──────── Supplied passage ────────
Two more gold bracelet stories to catch up on including Pablo Mariz winning the MILLIONAIRE MAKER and Shawn Buchwald writing an incredible story in the Limit Hold’em event.
There is no secret sauce when it comes to hosting a large live poker tournament. You don’t spray the thing with a particular addictive fragrance. All you need to do is give someone the opportunity to make their dreams come true.
1. Offer them the chance to win a WSOP bracelet
2. Offer them the chance to become a millionaire
3. Improve their chances of winning some money
In 2013, when the WSOP created the MILLIONAIRE MAKER they ticked all three of these boxes. The 6,343 field exceeded expectations. It became the largest event outside of the Main Event in history. It was the single biggest payout in a single day in history. It was the largest payout ever for a $1,500 event. And it paid out the largest number of players outside of the Main Event (648).
Four years later, and the formula continues to work. WSOP attendances are down in almost every event, except the one offering the dream at the lowest possible price point, and the latest millionaire is Pablo Mariz.
Mariz hails from Montreal, and his victory registers as the first for Canada at the 48th annual event. It also extends Canada’s dominance in the bracelet wins category, outside of the US, with 54 bracelets compared to 44 of the teapot loving Brits.
The event attracted 7,761 players, and 1,165 made some money, representing growth of 22% and 78% respectively on those 2013 record numbers. As you can see from the table below, it was the second largest MILLIONAIRE MAKER in history.
2013: 6,343 entrants, Benny Chen $1,199,104
2014: 7,977 entrants, Jonathan Dimmig $1,319,587
2015: 7,275 entrants, Adrian Buckley $1,277,193
2016: 7,190 entrants, Jason DeWitt $1,065,403
The final table took close to eight hours to complete. The heads-up fisticuffs between Mariz and Dejuante Alexander lasted just 23-hands. If the name sounds familiar, then it should. Mariz teamed up with David Guay to compete in the $1,000 Tag Team event and finished second. The poker fairies seem to have sprinkled the right kind of dust onto the head of the Canadian.
──────── Data rows ────────
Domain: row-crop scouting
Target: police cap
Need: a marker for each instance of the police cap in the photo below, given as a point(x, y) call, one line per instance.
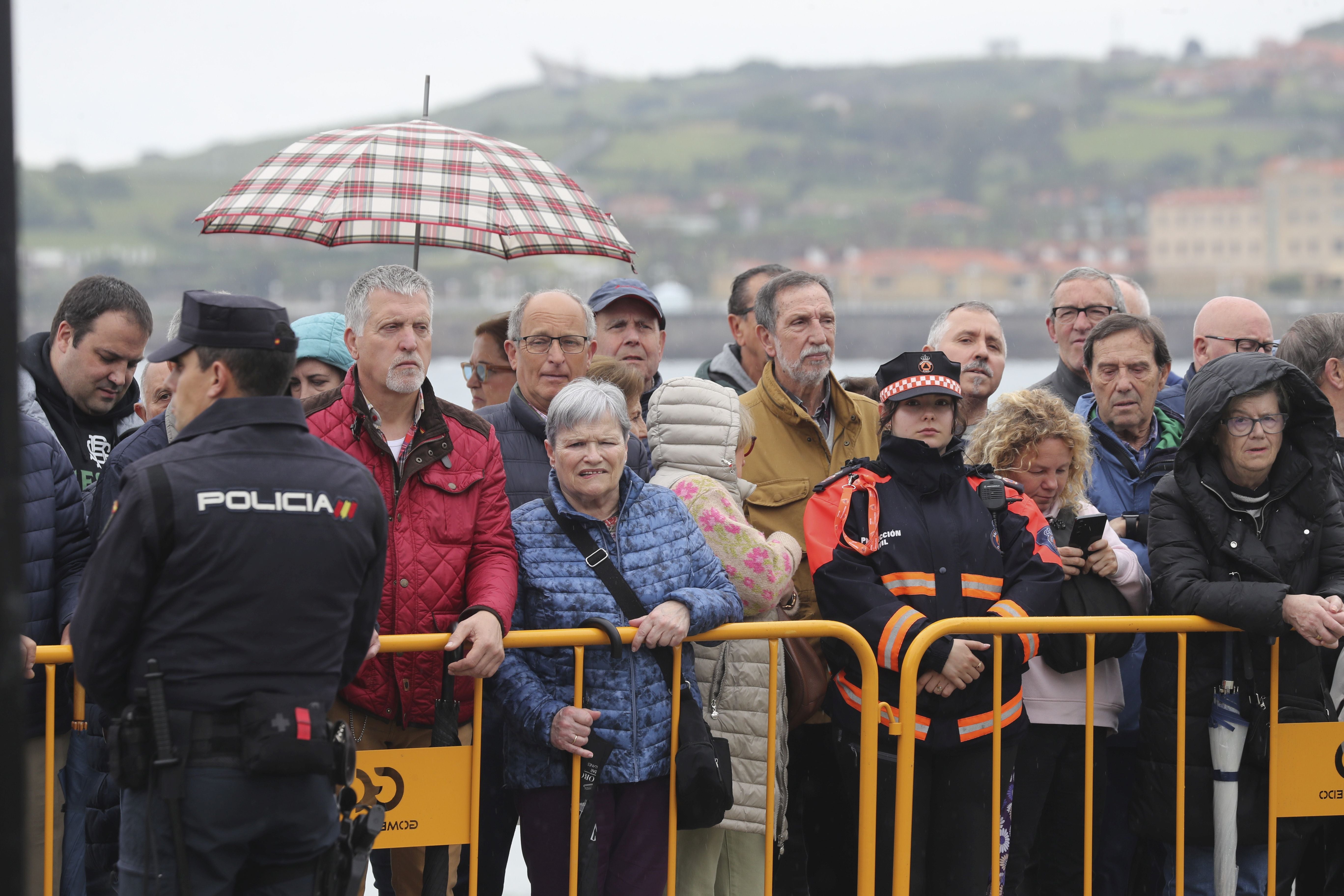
point(914, 374)
point(221, 320)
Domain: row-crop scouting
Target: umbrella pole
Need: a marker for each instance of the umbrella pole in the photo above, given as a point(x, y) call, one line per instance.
point(424, 116)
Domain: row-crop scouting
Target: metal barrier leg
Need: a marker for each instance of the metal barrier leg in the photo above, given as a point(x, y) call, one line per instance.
point(1272, 870)
point(49, 811)
point(772, 733)
point(576, 781)
point(478, 733)
point(1089, 758)
point(677, 722)
point(1181, 764)
point(996, 772)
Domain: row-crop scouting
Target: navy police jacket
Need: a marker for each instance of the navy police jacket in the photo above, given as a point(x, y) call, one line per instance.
point(904, 542)
point(247, 557)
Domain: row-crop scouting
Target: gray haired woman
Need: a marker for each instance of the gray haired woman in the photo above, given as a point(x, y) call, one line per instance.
point(683, 590)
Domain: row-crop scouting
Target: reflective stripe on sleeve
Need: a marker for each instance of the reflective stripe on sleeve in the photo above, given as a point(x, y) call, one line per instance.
point(1030, 643)
point(910, 584)
point(974, 727)
point(894, 635)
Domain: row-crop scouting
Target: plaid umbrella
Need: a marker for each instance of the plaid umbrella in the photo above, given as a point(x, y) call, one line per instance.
point(384, 183)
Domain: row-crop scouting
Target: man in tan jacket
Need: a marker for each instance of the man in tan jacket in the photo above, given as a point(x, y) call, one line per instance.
point(807, 429)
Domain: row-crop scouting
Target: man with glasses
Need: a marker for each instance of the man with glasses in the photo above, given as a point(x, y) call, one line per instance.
point(489, 374)
point(741, 362)
point(1225, 326)
point(1081, 299)
point(550, 342)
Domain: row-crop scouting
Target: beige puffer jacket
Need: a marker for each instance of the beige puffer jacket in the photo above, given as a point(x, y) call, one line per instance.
point(694, 429)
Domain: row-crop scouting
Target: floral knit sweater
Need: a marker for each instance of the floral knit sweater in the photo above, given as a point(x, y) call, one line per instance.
point(760, 567)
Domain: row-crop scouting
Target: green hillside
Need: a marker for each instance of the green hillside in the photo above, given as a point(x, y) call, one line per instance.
point(756, 162)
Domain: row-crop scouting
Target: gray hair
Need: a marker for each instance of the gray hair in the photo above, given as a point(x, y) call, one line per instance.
point(940, 324)
point(515, 318)
point(768, 300)
point(1312, 342)
point(1092, 273)
point(587, 401)
point(394, 279)
point(1139, 289)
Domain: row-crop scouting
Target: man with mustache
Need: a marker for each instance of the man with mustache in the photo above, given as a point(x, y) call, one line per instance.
point(971, 335)
point(451, 558)
point(1080, 300)
point(808, 429)
point(79, 379)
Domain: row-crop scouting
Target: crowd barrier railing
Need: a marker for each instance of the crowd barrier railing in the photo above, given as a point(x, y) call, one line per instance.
point(1307, 761)
point(436, 790)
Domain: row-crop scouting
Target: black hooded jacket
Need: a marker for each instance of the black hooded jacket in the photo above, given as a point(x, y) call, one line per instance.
────────
- What to do
In the WSOP passage, rewrite the part that opens with the words containing "Two more gold" and closes with "dreams come true.", replacing "secret sauce" with "hidden formula".

- Solution for this problem
Two more gold bracelet stories to catch up on including Pablo Mariz winning the MILLIONAIRE MAKER and Shawn Buchwald writing an incredible story in the Limit Hold’em event.
There is no hidden formula when it comes to hosting a large live poker tournament. You don’t spray the thing with a particular addictive fragrance. All you need to do is give someone the opportunity to make their dreams come true.